[start]
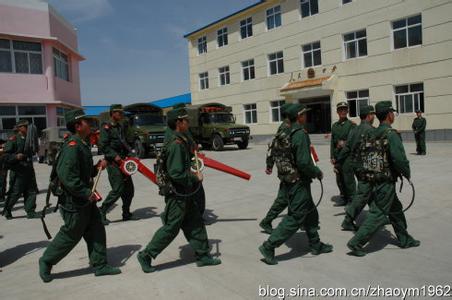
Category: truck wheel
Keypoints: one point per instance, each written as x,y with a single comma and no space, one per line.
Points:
243,144
139,148
217,143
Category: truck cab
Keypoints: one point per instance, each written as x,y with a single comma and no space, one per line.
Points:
213,125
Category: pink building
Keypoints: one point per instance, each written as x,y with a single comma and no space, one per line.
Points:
39,64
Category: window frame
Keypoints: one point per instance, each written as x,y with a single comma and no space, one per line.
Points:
248,69
355,41
275,60
413,94
406,29
357,100
253,108
203,78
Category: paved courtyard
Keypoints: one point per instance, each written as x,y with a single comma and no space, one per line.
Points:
234,208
[end]
PROBLEM DESCRIPTION: Update every entry above so that "truck cab" becomes "truck cabin", keeping all other lines the same. Omit the pictures from your answer.

RESPONSE TO THE EXERCISE:
Category: truck wheel
Keypoints: one point per instance, each written as x,y with a single comma and no space, one per line.
Points:
243,144
139,148
217,143
Category: truck cabin
Keypoints: one point per instance, each written as x,y with a single comma and no space, one per line.
Points:
213,125
Category: pink building
Keypoints: one point per instance, each written as x,y with a single comma and no space, one per line.
Points:
39,64
Category: window frame
Keypoints: one point per instance, each written as x,y with a single comma and no space, one per line.
Points:
248,69
355,41
275,60
413,94
406,29
357,100
253,108
203,78
Category: paved courtyard
Keypoints: one point per instance, each written as x,y with a single comma and no space, one per line.
Points:
234,208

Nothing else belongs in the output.